↓↓↓

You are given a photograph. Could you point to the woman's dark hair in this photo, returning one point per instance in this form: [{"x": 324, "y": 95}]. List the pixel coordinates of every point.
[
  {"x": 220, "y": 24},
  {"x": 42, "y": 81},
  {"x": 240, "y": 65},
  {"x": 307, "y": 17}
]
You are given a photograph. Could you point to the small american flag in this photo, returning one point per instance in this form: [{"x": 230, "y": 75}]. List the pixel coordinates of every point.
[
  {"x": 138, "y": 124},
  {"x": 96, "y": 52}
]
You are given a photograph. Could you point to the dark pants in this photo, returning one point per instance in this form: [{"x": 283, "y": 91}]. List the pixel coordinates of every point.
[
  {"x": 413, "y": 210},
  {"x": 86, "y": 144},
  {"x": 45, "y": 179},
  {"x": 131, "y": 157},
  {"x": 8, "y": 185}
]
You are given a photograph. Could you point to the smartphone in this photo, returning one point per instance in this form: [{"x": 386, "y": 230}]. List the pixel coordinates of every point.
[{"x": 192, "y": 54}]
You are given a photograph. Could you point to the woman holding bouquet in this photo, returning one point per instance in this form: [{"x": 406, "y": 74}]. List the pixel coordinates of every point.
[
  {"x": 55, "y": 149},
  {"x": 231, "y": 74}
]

↑↑↑

* _Instructions for the task_:
Please write out the stretch of records from the line containing "You are given a photograph. Could you point to the dark" through the end of the records, swapping "smartphone" for "mobile phone" and leaving everything else unchanged.

* _Answer_:
You are given a photograph. Could you point to the dark pants in this photo, returning one point per instance in this form: [{"x": 283, "y": 91}]. List the pixel coordinates of every point.
[
  {"x": 413, "y": 210},
  {"x": 86, "y": 144},
  {"x": 45, "y": 179},
  {"x": 131, "y": 157},
  {"x": 8, "y": 185}
]
You are given a photograph. Could you point to the mobile phone in this photo, returning one point per instance in this form: [{"x": 386, "y": 230}]. List the pixel coordinates of every point.
[{"x": 192, "y": 54}]
You are given a photograph. Could you point to the woman holding bouquet in this photo, returning one point per instance in this form: [{"x": 406, "y": 74}]. List the pixel coordinates of every point.
[
  {"x": 55, "y": 149},
  {"x": 231, "y": 74}
]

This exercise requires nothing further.